§ Bloc de texte
Rusalka, roman d'Arnaud Maret, est quelque peu inspiré de l'opéra éponyme d'Antonin Dvorak. Mais il ne s'agit pas dans ce roman, comme dans l'opéra, d'une ondine mythique, mais d'une femme bien réelle qui porte Rusalka en deuxième prénom. A un moment crucial de l'histoire, elle fait la description ci-dessus à l'homme qu'elle vient de retrouver, en le laissant douter qu'elle puisse lui correspondre.

Le corps déchiqueté par de multiples morsures d'un homme entièrement nu, âgé de quatre-vingts ans, semble-t-il, est découvert sur le couronnement du barrage de Mauvoisin, en Valais, le jeudi 16 août 2012. La vue de ce corps est de nature à faire pâlir toute âme, fût-elle insensible. L'homme tient serrée dans une main une photo jaunie qui représente un jeune couple devant une église baroque.

§ Données fournies
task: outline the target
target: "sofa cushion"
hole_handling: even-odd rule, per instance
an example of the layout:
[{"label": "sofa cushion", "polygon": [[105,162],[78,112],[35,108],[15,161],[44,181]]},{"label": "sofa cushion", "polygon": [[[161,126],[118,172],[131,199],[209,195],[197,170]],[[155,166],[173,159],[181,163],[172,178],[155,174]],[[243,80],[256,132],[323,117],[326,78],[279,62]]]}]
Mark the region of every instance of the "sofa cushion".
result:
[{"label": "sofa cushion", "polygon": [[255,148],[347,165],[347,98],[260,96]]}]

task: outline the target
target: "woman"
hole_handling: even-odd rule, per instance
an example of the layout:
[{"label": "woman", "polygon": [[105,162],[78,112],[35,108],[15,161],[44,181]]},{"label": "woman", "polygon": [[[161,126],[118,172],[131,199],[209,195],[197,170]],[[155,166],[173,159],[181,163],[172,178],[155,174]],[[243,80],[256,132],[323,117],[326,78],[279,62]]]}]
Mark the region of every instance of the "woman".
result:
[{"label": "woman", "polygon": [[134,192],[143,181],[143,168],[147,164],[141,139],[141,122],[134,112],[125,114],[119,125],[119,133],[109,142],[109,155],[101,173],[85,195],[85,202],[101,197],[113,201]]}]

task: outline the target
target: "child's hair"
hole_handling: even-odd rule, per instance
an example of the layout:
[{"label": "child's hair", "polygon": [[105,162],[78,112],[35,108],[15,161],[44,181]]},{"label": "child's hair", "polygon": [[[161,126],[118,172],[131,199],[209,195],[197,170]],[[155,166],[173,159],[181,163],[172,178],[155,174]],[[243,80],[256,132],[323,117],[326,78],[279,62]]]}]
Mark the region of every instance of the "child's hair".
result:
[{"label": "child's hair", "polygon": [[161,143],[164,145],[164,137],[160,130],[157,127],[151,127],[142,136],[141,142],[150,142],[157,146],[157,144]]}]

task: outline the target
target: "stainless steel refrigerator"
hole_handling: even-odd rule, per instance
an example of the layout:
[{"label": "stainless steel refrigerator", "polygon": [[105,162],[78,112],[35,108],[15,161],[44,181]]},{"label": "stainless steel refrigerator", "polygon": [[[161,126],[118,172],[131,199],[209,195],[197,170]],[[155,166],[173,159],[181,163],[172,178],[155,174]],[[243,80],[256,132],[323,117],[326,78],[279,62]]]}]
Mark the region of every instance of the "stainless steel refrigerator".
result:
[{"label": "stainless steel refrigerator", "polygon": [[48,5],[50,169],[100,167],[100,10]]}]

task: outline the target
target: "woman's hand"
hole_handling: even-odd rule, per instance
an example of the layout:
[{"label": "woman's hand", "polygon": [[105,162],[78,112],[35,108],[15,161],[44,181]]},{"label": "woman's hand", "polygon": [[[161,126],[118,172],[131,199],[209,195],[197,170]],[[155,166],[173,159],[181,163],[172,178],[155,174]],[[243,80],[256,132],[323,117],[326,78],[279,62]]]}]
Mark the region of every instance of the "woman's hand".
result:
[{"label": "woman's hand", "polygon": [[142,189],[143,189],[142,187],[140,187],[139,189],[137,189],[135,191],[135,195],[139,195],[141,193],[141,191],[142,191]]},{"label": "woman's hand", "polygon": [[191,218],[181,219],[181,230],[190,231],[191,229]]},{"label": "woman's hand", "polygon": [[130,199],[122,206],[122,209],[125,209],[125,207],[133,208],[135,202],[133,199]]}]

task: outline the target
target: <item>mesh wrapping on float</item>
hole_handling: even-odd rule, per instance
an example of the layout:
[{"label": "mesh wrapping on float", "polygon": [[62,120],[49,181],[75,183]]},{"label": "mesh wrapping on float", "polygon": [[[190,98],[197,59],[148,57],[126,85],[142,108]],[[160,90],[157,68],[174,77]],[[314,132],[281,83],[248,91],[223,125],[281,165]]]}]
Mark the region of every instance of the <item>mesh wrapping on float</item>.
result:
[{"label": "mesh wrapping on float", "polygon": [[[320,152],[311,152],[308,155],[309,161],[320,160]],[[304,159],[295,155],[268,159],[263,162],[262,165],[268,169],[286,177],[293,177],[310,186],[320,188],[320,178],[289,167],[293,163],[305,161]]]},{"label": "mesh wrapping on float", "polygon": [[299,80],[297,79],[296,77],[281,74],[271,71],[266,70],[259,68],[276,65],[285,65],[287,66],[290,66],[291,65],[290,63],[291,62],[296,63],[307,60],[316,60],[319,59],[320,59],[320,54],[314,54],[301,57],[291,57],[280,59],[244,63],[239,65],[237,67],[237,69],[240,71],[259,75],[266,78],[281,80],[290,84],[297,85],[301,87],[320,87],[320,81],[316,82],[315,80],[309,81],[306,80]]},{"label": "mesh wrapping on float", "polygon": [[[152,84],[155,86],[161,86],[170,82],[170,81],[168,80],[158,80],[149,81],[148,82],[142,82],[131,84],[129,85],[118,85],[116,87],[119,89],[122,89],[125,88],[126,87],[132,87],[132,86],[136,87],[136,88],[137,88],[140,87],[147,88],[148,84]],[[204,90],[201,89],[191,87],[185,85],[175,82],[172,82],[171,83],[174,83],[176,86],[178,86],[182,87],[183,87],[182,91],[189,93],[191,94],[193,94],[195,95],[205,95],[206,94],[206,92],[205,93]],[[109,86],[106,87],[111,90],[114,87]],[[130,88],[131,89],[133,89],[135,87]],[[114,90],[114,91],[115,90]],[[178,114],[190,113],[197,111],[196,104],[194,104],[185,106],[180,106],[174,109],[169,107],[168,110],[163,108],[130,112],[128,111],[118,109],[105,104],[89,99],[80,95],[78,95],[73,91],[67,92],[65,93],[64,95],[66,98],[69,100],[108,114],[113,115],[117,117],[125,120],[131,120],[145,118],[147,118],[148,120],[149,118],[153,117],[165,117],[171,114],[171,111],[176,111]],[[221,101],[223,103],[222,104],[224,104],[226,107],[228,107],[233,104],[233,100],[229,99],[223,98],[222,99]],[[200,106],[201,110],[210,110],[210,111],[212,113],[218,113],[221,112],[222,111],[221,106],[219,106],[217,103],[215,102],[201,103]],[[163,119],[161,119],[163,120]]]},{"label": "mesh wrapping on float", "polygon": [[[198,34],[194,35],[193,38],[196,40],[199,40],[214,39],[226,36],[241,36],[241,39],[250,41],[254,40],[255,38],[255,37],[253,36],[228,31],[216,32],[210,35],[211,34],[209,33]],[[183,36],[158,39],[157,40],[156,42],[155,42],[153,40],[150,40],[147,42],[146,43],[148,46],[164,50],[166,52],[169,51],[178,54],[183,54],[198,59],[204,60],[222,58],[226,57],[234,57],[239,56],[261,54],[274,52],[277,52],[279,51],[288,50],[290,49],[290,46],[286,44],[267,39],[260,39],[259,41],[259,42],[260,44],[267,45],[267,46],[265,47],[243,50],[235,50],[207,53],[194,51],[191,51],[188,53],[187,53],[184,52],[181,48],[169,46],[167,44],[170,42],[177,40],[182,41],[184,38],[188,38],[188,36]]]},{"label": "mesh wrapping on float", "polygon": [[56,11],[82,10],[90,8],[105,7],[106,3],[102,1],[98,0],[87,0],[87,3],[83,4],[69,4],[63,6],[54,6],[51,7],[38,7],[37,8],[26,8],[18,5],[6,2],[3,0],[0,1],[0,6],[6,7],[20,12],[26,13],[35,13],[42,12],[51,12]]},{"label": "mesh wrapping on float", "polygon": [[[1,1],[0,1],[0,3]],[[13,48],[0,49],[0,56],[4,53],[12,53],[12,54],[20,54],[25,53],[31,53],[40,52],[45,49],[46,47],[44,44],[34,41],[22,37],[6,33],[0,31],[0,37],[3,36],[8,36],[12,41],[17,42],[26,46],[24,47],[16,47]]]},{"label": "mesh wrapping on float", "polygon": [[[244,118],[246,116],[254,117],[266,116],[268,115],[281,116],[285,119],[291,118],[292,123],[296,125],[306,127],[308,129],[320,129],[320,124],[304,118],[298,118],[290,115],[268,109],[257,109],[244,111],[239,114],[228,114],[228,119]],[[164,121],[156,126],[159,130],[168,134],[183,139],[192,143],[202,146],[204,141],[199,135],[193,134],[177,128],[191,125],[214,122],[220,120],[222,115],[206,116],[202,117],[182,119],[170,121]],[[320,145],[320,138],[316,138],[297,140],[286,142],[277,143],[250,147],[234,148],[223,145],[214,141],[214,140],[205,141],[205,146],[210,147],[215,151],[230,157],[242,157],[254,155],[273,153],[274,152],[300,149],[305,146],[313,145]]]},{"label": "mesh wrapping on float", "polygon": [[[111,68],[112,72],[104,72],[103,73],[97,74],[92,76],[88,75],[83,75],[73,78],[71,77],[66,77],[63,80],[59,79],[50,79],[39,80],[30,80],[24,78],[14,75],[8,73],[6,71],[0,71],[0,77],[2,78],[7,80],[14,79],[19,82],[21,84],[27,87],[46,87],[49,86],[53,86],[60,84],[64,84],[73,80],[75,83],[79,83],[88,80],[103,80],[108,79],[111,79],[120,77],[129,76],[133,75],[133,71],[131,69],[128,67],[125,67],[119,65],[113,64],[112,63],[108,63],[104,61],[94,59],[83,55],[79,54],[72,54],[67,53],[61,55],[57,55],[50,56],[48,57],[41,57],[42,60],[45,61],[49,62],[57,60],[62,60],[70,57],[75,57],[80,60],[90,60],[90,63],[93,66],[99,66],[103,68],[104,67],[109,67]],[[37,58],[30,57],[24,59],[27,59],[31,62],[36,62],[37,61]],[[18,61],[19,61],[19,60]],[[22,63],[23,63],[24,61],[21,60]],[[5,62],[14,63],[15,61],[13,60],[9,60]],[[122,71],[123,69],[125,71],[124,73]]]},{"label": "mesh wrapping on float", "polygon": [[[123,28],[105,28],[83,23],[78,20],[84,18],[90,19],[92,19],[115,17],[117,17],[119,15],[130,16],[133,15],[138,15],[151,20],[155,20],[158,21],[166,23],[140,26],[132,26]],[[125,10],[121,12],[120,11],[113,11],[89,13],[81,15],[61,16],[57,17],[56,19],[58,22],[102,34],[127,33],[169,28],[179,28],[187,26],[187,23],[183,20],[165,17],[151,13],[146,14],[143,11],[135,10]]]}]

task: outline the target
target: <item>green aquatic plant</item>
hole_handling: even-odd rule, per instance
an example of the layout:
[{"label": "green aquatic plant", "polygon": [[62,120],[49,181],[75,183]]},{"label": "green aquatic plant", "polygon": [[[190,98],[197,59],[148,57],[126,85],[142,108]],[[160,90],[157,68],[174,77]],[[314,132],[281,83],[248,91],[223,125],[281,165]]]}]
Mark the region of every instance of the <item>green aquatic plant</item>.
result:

§ Tâches et exercices
1. Relevez tous les noms propres distincts (personnes, œuvres, lieux) figurant dans le texte sur le roman Rusalka, en ne citant chacun qu'une seule fois.
2. Prolongez le texte sur le roman Rusalka à partir de sa dernière phrase.

§ Corrigé des exercices
1. Rusalka, Arnaud Maret, Antonin Dvorak, Mauvoisin, Valais

2.
Valérien de Roten, 27 ans, est un des policiers chargés de l'enquête. Il vit à Sion avec Eléonore von Allmen, 26 ans, historienne spécialiste de l'animal, chargée de cours à l'Université de Fribourg. Ils vont se marier. Si elle n'a plus ses parents, ceux de Valérien n'accueillent pas leur future bru avec beaucoup d'enthousiasme quand il la leur a présentée. Heureusement, elle ne s'en est pas trop émue.

Le mort de Mauvoisin est identifié le lendemain. Il s'agit d'un certain Jiri Kubis, né en 1947, moins âgé donc qu'il ne le paraissait de prime abord. Il est d'origine tchèque, a immigré en Suisse en décembre 1968 et a été naturalisé Suisse par la suite. Si son corps est couvert de morsures, l'autopsie révélera qu' il a en fait été tué préalablement d'une balle de 9 mm tirée dans l'omoplate gauche.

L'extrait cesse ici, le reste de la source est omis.